__Set of tasks__
**A.** Using the article on Rousseau below, decide whether each statement agrees with the article: (i) Eliphas Levi lived from 1810 to 1875; (ii) Eliphas Levi is kind and generous regarding Rousseau; (iii) the author calls for condemning Rousseau for his personal weaknesses. Answer yes or no for each, quoting the words of the article that decide it.
**B.** In the listing, take the lines from the one containing "of the open" through the end of the listing, inclusive, and write them out again with "open doorway" swapped for "closed door", leaving everything else as it is.
* START Document extract *
A Hard Lesson May Take Centuries to Learn
 
 
Carlos Cardoso Aveline
 
 
 
Rousseau and the Jewish classic “Duties of the Heart”
 
 
 
Jean-Jacques Rousseau, the self-tortured thinker who unconsciously helped prepare the French Revolution, expressed a feeling which continues to be popular in the first half of the 21st century.
 
Many still think that by blaming society at large, or denouncing the ruling elites, we may achieve happiness and easily liberate our nations from all suffering.
 
In his “History of Magic”, Kabbalist Eliphas Levi (1810-1875) is not kind or generous regarding Rousseau.
 
“Once there was a man in the world”, he bluntly says, “who was soured on discovering that his disposition was cowardly and vicious, and he visited his consequent disgust on society at large. He was an ill-starred lover of Nature, and Nature in her wrath armed him with eloquence as with a scourge.”
 
Eliphas Levi goes on:
 
“He dared to plead the cause of ignorance in the face of science, of savagery in the face of civilisation, of all low-life deeps in the face of all social heights. Instinctively the populace pelted this maniac, yet he was welcomed by the great and lionised by women. His success was so signal that, by revulsion, his hatred of humanity increased (…).  After his death the world was shaken in its attempts to realise the dreams of Jean Jacques Rousseau (…).” [1]
 
There is no reason to adopt a self-righteous attitude and vainly condemn Rousseau for his personal weaknesses. Rousseau was a great man in moral terms because of his unconditional love of truth, his spiritual intelligence and frankness. His mistakes are our mistakes, which were clearly shared by Eliphas Levi, too.
* END Document extract *
* START Exercise inputs *
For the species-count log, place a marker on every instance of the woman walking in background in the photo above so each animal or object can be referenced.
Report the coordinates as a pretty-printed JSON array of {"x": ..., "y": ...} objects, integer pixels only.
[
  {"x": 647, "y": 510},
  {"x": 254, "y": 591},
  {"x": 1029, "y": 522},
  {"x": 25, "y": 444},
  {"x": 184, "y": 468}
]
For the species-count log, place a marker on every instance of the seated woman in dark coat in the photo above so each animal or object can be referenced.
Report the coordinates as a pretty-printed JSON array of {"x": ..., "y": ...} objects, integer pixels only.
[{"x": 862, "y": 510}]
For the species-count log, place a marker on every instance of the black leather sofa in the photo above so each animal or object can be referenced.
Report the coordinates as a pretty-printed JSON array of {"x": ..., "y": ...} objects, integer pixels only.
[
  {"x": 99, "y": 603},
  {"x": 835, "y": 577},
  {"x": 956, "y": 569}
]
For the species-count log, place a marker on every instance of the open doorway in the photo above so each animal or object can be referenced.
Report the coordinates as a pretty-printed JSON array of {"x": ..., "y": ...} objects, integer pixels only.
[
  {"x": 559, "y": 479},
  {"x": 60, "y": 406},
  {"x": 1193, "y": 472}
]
* END Exercise inputs *
__Responses to the exercise__
**A.**
(i) Yes: "Kabbalist Eliphas Levi (1810-1875)"
(ii) No: "is not kind or generous regarding Rousseau"
(iii) No: "There is no reason to adopt a self-righteous attitude and vainly condemn Rousseau for his personal weaknesses."

**B.**
For the species-count log, place a marker on every instance of the closed door in the photo above so each animal or object can be referenced.
Report the coordinates as a pretty-printed JSON array of {"x": ..., "y": ...} objects, integer pixels only.
[
  {"x": 559, "y": 479},
  {"x": 60, "y": 406},
  {"x": 1193, "y": 472}
]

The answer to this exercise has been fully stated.